— start Selected text —
Rustic American Flag Gunny's Job Board

Category Archives: Battle of Midway

Then and Now: Midway and Submarine Force

By Rear Adm. Blake Converse, Commander, Submarine Force, U.S. Pacific Fleet

“When I assumed command of the Pacific Fleet on 31 December 1941, our submarines were already operating against the enemy, the only units of the fleet that could come to grips with the Japanese for months to come. It was to the submarine force that I looked to carry the load. It is to the everlasting honor and glory of our submarine personnel that they never failed us in our days of great peril.” — Adm. Chester Nimitz, Commander, U.S. Pacific

Midway, a feature-length film scheduled for release on November 8, tells the story of the Sailors who fought so bravely in June 1942 to thwart the Japanese attack at Midway.  This retelling comes at a critical time for our Navy and our nation. Seeing the Battle of Midway on the big screen serves as a reminder of the critical importance of a strong and combat ready Navy to the security of our Nation.
— end Selected text —
— start Source data —
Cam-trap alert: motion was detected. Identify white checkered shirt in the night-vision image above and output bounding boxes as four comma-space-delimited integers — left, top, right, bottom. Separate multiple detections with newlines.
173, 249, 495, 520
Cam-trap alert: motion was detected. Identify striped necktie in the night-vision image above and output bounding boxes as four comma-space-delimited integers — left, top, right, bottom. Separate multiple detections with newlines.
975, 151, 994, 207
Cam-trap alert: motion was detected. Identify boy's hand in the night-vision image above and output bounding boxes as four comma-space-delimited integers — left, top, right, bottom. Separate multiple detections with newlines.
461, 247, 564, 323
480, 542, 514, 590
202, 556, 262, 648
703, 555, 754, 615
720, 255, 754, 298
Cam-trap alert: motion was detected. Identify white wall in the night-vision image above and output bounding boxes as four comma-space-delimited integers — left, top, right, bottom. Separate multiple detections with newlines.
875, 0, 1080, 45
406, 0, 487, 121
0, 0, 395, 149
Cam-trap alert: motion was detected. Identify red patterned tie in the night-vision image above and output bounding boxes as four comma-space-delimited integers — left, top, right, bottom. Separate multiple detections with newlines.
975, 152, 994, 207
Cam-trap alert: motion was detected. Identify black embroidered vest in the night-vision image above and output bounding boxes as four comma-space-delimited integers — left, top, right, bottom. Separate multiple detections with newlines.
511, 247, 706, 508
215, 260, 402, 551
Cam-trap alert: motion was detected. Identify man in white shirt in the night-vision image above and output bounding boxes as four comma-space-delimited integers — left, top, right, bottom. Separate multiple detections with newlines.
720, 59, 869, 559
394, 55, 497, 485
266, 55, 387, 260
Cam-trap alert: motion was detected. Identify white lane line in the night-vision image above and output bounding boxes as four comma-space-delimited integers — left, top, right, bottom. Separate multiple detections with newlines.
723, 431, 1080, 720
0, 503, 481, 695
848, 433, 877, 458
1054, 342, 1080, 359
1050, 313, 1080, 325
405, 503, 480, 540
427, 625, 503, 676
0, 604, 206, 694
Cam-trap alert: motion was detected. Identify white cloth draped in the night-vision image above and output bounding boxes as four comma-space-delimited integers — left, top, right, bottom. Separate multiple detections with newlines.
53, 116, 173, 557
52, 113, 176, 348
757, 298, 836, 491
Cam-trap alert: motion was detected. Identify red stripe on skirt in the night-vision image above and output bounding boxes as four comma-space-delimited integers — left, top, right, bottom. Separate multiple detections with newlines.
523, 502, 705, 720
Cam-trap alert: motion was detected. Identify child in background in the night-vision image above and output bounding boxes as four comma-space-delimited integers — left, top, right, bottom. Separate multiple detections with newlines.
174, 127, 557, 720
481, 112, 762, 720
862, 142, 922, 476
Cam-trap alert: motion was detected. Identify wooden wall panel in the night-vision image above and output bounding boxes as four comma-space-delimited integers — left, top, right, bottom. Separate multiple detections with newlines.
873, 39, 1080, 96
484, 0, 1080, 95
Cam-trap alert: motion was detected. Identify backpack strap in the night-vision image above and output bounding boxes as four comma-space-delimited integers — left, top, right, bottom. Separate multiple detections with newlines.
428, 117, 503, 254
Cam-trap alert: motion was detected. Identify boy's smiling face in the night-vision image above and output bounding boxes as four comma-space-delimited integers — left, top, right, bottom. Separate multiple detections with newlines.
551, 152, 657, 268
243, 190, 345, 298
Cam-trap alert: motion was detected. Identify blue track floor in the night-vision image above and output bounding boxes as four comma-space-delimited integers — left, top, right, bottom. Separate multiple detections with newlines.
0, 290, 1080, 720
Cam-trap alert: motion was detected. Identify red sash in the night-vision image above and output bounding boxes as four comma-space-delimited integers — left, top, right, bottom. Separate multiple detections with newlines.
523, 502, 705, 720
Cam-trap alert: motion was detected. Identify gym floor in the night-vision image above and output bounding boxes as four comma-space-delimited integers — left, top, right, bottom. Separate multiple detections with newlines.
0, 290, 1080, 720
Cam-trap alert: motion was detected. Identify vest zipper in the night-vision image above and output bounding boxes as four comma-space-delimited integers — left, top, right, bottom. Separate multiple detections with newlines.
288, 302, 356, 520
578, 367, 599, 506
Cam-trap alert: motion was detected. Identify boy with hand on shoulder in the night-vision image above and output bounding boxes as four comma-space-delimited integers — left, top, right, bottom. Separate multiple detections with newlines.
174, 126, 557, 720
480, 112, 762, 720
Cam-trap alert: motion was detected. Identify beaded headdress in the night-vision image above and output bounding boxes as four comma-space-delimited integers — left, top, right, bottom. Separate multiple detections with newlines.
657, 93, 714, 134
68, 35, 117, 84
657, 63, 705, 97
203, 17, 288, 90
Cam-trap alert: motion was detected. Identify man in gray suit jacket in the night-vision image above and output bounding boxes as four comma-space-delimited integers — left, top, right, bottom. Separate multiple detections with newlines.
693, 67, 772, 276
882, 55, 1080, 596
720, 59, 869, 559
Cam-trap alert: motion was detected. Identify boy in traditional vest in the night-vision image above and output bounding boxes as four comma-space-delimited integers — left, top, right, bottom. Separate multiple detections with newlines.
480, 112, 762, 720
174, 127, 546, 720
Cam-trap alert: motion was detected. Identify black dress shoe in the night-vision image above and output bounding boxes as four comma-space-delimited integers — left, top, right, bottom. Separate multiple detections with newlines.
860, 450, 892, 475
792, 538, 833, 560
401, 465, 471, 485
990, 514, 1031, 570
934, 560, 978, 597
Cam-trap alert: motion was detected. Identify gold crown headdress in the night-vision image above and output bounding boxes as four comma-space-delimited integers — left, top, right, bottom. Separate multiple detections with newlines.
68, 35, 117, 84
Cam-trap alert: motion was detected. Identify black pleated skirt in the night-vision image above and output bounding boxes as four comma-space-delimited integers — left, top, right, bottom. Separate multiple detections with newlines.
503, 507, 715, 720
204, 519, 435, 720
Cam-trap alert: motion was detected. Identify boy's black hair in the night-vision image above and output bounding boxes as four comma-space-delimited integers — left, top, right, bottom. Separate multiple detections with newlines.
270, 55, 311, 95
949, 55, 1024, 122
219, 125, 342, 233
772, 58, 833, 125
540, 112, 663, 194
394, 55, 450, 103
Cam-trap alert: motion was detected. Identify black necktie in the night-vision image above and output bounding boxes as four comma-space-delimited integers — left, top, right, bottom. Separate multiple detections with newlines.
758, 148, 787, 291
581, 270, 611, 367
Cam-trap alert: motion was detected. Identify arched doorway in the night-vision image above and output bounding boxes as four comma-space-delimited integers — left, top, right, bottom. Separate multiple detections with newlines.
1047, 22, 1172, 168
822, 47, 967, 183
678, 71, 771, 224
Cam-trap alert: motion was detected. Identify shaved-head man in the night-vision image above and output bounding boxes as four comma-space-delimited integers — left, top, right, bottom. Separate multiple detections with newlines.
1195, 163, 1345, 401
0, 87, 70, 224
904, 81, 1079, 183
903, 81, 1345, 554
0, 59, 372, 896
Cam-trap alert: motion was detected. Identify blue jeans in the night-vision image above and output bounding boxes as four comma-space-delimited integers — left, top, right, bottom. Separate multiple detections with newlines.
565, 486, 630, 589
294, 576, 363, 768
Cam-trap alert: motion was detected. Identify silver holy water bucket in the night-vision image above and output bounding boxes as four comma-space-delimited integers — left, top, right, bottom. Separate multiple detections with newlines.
— end Source data —
> _Problems_
a) Can you copy the Midway article from "Midway, a feature-length" to "of our Nation.", word for word?
b) In the records, could you swap "arched doorway" for "open doorway" in the lines from the line with "Cam-trap alert: motion was detected. Identify black dress" to the line with "678, 71, 771, 224", keeping everything else the same and returning only those lines?

> _Results_
a)
Midway, a feature-length film scheduled for release on November 8, tells the story of the Sailors who fought so bravely in June 1942 to thwart the Japanese attack at Midway.  This retelling comes at a critical time for our Navy and our nation. Seeing the Battle of Midway on the big screen serves as a reminder of the critical importance of a strong and combat ready Navy to the security of our Nation.

b)
Cam-trap alert: motion was detected. Identify black dress shoe in the night-vision image above and output bounding boxes as four comma-space-delimited integers — left, top, right, bottom. Separate multiple detections with newlines.
860, 450, 892, 475
792, 538, 833, 560
401, 465, 471, 485
990, 514, 1031, 570
934, 560, 978, 597
Cam-trap alert: motion was detected. Identify gold crown headdress in the night-vision image above and output bounding boxes as four comma-space-delimited integers — left, top, right, bottom. Separate multiple detections with newlines.
68, 35, 117, 84
Cam-trap alert: motion was detected. Identify black pleated skirt in the night-vision image above and output bounding boxes as four comma-space-delimited integers — left, top, right, bottom. Separate multiple detections with newlines.
503, 507, 715, 720
204, 519, 435, 720
Cam-trap alert: motion was detected. Identify boy's black hair in the night-vision image above and output bounding boxes as four comma-space-delimited integers — left, top, right, bottom. Separate multiple detections with newlines.
270, 55, 311, 95
949, 55, 1024, 122
219, 125, 342, 233
772, 58, 833, 125
540, 112, 663, 194
394, 55, 450, 103
Cam-trap alert: motion was detected. Identify black necktie in the night-vision image above and output bounding boxes as four comma-space-delimited integers — left, top, right, bottom. Separate multiple detections with newlines.
758, 148, 787, 291
581, 270, 611, 367
Cam-trap alert: motion was detected. Identify open doorway in the night-vision image above and output bounding boxes as four comma-space-delimited integers — left, top, right, bottom. Separate multiple detections with newlines.
1047, 22, 1172, 168
822, 47, 967, 183
678, 71, 771, 224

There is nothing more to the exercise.